Penobscot Pediatrics will continue care for Newborns

The Bangor Daily News Feb. 19 article, “A Bangor pediatrics group has stopped sending doctors to visit newborns,” may have created confusion within the community. To provide clarity and assurance to our patients and their families, we would like to emphasize our continued commitment to serving newborns and their families.

Penobscot Community Health Care Penobscot Pediatrics, a practice with 15 pediatricians and other pediatric providers, caring for 10,000 patients per year, has provided quality primary care for more than 30 years.

In that time, the demand for pediatric primary care has grown.

In order to continue to provide the finest care for our community’s youngest patients, we knew we needed to make some choices about how to use our resources for the highest and best use.

After careful consideration, PCHC made the decision to stop providing pediatric services in the Northern Light Eastern Maine Medical Center newborn nursery. This decision means hospital-employed pediatricians will provide initial checkups and routine care to PCHC’s newborn patients within the hospital setting, as they already do for other non-hospital based pediatricians.

This allows our providers more time to focus on providing care within our primary care office. We are still providing quality care to families, just in our own offices instead of the hospital.

It is important that families in the greater Bangor region know their newborns will be cared for no matter the health care setting. The hospital pediatricians at Northern Light Eastern Maine Medical Center will provide care in the newborn nursery during your newborn’s hospital stay. When it is time for the baby to go home, the providers of Penobscot Pediatrics will oversee the health care needs of those infants in our primary care offices.

As always, we look forward to caring for newborns from their first well-child checkup through their childhood and teen years. This decision allows our team of pediatric providers the capacity to provide more access and better care for all of our patients — including newborns and babies — by focusing our care within the setting of outpatient pediatric primary care.

Nationally, the trend is for outpatient providers — like your primary care physician or your child’s pediatrician — to focus on that work and on providing more access for that care.

Another good story about why the shift in workforce models and how it is better care for patients.

PCHC Penobscot Pediatrics will continue to maintain a positive relationship with the pediatric staff at Northern Light Eastern Maine Medical Center, and will work collaboratively for our pediatric patients with more serious health challenges who require in hospital care and specialty visits.

Please rest assured that there will be no gaps in your newborn’s care. Whether it be in the hospital at Northern Light Eastern Maine Medical Center or in the office at PCHC Penobscot Pediatrics, the health and well-being of your baby is our first priority.

Noah Nesin, ND, FAAFP, is the chief medical officer at Penobscot Community Health Care.  He has practiced as a family physician for more than 30 years. Kristen Martin, DO, FAPP is the medical director for Penobscot Pediatrics and has practiced as pediatrician in the Bangor community for more than twelve years.

+---+

In the Penobscot Pediatrics piece, who will give PCHC's newborn patients their initial checkups and routine care within the hospital?

SOURCE INFORMATION —
+---+

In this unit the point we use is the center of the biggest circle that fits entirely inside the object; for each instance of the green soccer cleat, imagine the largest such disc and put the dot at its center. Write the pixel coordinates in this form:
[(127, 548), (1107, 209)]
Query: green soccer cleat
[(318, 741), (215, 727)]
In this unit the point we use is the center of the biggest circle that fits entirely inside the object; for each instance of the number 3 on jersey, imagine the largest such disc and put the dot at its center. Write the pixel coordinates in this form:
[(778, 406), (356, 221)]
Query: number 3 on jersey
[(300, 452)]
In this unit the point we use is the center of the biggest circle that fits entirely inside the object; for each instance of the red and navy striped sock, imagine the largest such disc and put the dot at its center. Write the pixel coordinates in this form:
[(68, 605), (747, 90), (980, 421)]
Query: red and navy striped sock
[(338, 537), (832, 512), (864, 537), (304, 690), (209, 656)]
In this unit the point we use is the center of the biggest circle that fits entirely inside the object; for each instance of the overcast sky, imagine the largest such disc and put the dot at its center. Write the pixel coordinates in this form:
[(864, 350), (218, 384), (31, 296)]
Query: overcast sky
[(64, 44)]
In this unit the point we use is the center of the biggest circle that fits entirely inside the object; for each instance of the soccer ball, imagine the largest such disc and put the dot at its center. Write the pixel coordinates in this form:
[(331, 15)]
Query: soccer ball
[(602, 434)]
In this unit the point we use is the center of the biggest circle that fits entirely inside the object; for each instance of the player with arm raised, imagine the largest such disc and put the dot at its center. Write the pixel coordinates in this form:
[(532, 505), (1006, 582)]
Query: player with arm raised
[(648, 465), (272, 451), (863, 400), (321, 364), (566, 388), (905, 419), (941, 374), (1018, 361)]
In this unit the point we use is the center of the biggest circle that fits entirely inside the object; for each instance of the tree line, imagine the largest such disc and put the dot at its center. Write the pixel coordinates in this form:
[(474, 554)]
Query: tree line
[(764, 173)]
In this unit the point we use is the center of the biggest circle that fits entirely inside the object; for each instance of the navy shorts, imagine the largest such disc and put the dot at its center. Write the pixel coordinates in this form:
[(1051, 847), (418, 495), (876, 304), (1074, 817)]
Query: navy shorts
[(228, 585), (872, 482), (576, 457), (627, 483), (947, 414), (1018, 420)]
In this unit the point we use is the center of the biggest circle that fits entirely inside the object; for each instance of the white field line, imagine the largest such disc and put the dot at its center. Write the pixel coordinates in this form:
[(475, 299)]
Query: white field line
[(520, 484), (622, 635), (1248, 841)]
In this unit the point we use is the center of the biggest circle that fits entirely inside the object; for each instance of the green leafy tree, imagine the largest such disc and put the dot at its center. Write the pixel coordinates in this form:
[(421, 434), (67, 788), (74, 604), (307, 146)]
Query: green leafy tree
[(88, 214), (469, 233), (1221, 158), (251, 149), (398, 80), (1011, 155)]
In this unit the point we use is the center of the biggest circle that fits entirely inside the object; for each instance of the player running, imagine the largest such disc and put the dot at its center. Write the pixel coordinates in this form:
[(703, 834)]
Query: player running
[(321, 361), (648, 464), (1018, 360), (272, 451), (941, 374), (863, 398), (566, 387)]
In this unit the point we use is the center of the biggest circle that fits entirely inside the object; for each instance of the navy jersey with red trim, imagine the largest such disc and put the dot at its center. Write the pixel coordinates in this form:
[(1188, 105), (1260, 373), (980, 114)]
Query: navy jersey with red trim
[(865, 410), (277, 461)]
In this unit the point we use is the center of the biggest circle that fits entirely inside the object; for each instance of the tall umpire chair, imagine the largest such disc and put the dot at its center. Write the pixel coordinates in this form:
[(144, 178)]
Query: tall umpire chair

+---+

WRITTEN ANSWER — Hospital-employed pediatricians at Northern Light Eastern Maine Medical Center.